— Start Selected extract —
Restaurant in Viareggio, Italy
Michelin-starred seafood; book Thursday–Sunday only.

Lunasia holds a 2025 Michelin star and an OAD ranking of #134, making it the most credible special-occasion dining choice in Viareggio. Chef Luca Landi runs three tasting menus built around local Versilian seafood and inland ingredients, backed by an 800-label wine list with accessible pricing and an unusually strong by-the-glass selection. Open Thursday through Sunday only; book a week or two ahead in summer.
Lunasia earns its 2025 Michelin star on genuine merit, not location novelty. If you are in Versilia for a serious dinner, this is where to book: the cooking is creative and disciplined, the setting inside the Plaza e de Russie hotel faces the Viareggio promenade, and the wine list, around 800 labels strong with an unusually good by-the-glass selection, delivers value that is rare at this price tier. Book Thursday through Sunday, plan for a tasting menu, and give the wine pairing real consideration. This is a special-occasion restaurant that performs like one.
— End Selected extract —
— Start Data extract —
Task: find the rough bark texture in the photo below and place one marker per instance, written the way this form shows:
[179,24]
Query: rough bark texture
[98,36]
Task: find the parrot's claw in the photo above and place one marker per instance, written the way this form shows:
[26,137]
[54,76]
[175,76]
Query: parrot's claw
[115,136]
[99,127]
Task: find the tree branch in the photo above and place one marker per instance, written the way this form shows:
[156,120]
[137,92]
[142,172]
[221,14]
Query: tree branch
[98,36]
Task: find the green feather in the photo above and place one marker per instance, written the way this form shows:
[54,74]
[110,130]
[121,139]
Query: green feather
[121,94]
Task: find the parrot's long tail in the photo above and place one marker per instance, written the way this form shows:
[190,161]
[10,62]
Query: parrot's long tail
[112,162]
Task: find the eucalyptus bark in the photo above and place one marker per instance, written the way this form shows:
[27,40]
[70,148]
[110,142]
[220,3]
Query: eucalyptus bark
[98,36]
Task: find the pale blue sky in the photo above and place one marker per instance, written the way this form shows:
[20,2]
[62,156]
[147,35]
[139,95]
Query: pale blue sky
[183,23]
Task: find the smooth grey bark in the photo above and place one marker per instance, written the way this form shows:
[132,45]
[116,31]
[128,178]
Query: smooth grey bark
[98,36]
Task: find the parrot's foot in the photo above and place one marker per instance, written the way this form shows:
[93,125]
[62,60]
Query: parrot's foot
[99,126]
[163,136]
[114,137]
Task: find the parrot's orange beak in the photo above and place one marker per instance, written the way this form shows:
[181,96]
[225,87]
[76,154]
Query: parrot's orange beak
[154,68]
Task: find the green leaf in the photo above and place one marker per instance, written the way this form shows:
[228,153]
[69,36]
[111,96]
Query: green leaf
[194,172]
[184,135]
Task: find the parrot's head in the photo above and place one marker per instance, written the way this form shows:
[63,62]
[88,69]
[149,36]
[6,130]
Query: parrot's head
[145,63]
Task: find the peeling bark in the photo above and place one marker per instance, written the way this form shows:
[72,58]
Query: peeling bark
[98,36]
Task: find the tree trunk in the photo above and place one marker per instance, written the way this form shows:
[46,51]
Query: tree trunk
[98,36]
— End Data extract —
**Exercise:** Using the Lunasia review above, mark each statement yes or no, and quote the words that settle it: (a) Lunasia is open every day of the week. (b) The wine list runs to about 800 labels. (c) The restaurant is located inside the Plaza e de Russie hotel.

**Exercise answer:**
(a) No: "Open Thursday through Sunday only"
(b) Yes: "around 800 labels strong"
(c) Yes: "the setting inside the Plaza e de Russie hotel faces the Viareggio promenade"